In this context, open innovation implies that businesses depend on external knowledge assets critical to the successful realization of their innovative ventures (CHRISTENSEN et al., 2005). In open innovation, companies share ideas externally (internally also occurs) for the implementation of ways to market (CHESBROUGH, 2003).

Thus, this study aims to evaluate the implementation of an open innovation project in a public institution in the state of Amazonas The work is structured in three parts: (1) theoretical and empirical background, dealing on science, technology and innovation (ST&I) indicators and open innovation; (2) methodology, with the study design, research framework, methods of data collection and methods of data analysis; and finally, (3) results in the institution, discussion, conclusion and references.


2.1.        Indicators of Science, Technology and Innovation (ST&I)

            In the early 60s, the OECD development indicators had focused on the relationship between research and development, this situation has changed in the last 20 years having the discussion expanded to work in areas of innovation; intellectual property; measures for knowledge management, direct and indirect support of technology government programs and R&D (research and development). Thus, there is a need for a systemic approach to the development and classification of these new indicators (GAULT, 2011).

Innovation has become a policy priority in many countries supported by national strategies and large budgets. Subsequently, innovation has taken a central role and many governments have established ministries, departments and offices to support studies, integration and implementation of innovation policies. In order to evaluate the effectiveness of government interventions, various innovation indices have been developed in recent years to measure innovation performance at national and sub-national (MAHROUM & ASALEH, 2012).

Science indicators, technology and innovation (ST&I) have become an essential ingredient in research focusing on operating modes of STI subsystems and their relationship to the larger social system. Dissatisfaction with the R&D indicators was the basis for the successful development of new output indicators in ST&I within the framework of the Oslo Manual (1992). Together with the different surveys waves occurred in the early 90s by different actors, as European Union in applying the Comunnity Innovation Survey (CIS), for example (FREEMNAN & SOETE, 2007).

The first CIS took place in 1993 with the goal of being a major source of data for new innovations at the time. The purpose of the CIS and other surveys of innovation was based on the first edition of the Oslo Manual and sought to overcome some limitations of traditional R&D questionnaires. They had two main goals, provide data innovation activities, which were not included in R&D, and provide innovation outputs measures (ARUNDEL, 2007).

-- Set task --
Continue the passage on open innovation and science, technology and innovation indicators from its last sentence.

-- Listed records --
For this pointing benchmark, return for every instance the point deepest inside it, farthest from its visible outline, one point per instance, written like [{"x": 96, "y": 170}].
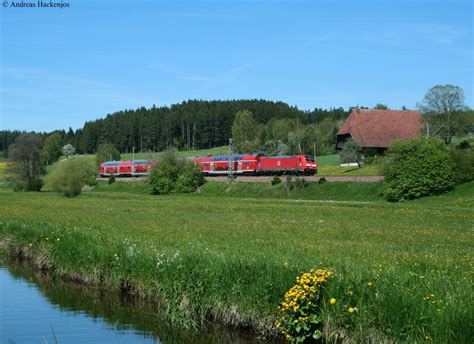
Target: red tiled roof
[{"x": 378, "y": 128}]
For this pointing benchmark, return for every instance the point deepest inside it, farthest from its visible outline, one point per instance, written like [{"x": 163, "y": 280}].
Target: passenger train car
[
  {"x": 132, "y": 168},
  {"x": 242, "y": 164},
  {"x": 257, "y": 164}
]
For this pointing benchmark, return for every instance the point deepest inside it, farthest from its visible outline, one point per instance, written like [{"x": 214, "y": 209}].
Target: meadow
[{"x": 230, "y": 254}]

* * *

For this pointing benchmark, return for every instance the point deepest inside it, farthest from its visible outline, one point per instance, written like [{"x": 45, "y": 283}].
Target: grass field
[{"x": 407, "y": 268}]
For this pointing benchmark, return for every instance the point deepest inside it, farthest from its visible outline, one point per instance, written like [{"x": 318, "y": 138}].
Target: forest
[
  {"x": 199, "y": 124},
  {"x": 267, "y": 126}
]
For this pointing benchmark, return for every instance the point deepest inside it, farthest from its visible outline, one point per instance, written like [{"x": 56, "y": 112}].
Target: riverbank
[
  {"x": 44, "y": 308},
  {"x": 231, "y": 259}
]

-- Written reply --
The surveys of STI need to be redesigned to broaden the vision of innovation, the goal is to help recognize the important role of STI policies in promoting economic growth. Companies, statistics and research communities are encouraged to work to measure and assess intangible assets, reviewing the framework of measures for innovation and alignment with the administrative and economic data aggregated to allow analysis of productivity. In this context, the OECD Innovation strategy includes a measurement schedule which will be implemented. Political actions need more reflection about the changing nature of innovation; this implies an emphasis on the following areas, according to the agenda (OECD, 2010a):

  1. Improve measurement of expansion of innovation and its link to macroeconomic performance;
  2. Invest in high quality and more comprehensive data infrastructure to measure the determinants of the impact on innovation;
  3. Recognize the role of innovation in the public sector and promote the measure;
  4. Promote the development of new statistical methods and interdisciplinary approaches to data collection; and
  5. Promote the measurement of innovation for social goals and social impact of innovation.

Another survey is called Nordic Innovation Monitor; the instrument measures the innovation capacity of the OECD countries and highlights areas where innovation needs to be strengthened. It is believed to have been a major impact on innovation capacity four structural conditions are necessary: ​​(1) human resources; (2) knowledge creation; (3) innovation and communication technology (ICT); and (4) entrepreneurship. The Nordic Innovation Monitor measures the strength of the four conditions, as well as their outputs (NORDEN, 2009).

In the United States, after years of lack of innovation indicators, the National Science Foundation (NSF) in cooperation with the economic directory Census Bureau redesigned the R&D Survey to produce the Business R&D and Innovation Survey (BRDIS) whose pilot was held in January 2009 (GAULT, 2010).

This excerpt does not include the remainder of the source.